> **Page**:
| I’ve been trying to remember how old I was when I first became aware that there was a “She-Hulk.” I’ve got a vague recollection of being at my grandma’s house on some summer afternoon, playing with some neighborhood kids, when one of them produced a comic book featuring the girl version of the big green guy I’d seen on television a few times*. I asked the kid with the book how there was a “She” Hulk. He said that she was the Hulk’s cousin, and that she’d gotten turned into She-Hulk because of a blood transfusion.
For the most part, I wasn’t too interested. I liked the guy on TV, but I was a little too young to care about comics at this point, and really didn’t know what the heck a “blood transfusion” was anyhow. Of course, as the years went on, I came to appreciate what Star Trek taught the geek population at large: green-skinned women are hot. So while I never specifically went out of my way to read She-Hulk-centric material, I always appreciated it when she was around, and grew to enjoy her as a character.

> **Jobs**:
A - In the She-Hulk recollection, whose cousin did the kid with the comic book say She-Hulk was?
B - Reproduce the passage of the She-Hulk recollection from "For the most" to "as a character.".

> **Given data**:
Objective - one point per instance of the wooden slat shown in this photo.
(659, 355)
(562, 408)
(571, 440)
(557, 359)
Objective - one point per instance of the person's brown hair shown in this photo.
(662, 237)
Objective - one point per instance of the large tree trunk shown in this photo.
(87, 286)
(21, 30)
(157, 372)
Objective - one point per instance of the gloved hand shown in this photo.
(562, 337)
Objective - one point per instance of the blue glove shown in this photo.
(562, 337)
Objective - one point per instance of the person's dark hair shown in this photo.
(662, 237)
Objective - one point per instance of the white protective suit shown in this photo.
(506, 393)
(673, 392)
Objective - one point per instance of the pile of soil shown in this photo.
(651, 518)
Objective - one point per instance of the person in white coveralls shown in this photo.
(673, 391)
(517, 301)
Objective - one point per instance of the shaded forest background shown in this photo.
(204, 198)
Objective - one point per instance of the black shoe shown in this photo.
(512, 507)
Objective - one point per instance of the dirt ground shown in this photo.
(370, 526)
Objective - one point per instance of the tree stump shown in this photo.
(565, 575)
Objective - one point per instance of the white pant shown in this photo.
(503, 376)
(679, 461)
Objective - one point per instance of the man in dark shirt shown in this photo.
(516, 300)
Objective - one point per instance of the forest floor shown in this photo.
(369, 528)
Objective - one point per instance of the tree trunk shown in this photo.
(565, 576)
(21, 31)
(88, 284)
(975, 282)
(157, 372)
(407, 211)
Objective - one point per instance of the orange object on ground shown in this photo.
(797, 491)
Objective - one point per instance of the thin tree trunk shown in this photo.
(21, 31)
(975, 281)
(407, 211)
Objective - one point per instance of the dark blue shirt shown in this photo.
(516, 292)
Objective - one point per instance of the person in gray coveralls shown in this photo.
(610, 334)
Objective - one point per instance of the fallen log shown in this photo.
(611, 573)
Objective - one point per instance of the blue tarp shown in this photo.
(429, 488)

> **Solutions to the tasks**:
A - The Hulk's cousin.

B -
For the most part, I wasn’t too interested. I liked the guy on TV, but I was a little too young to care about comics at this point, and really didn’t know what the heck a “blood transfusion” was anyhow. Of course, as the years went on, I came to appreciate what Star Trek taught the geek population at large: green-skinned women are hot. So while I never specifically went out of my way to read She-Hulk-centric material, I always appreciated it when she was around, and grew to enjoy her as a character.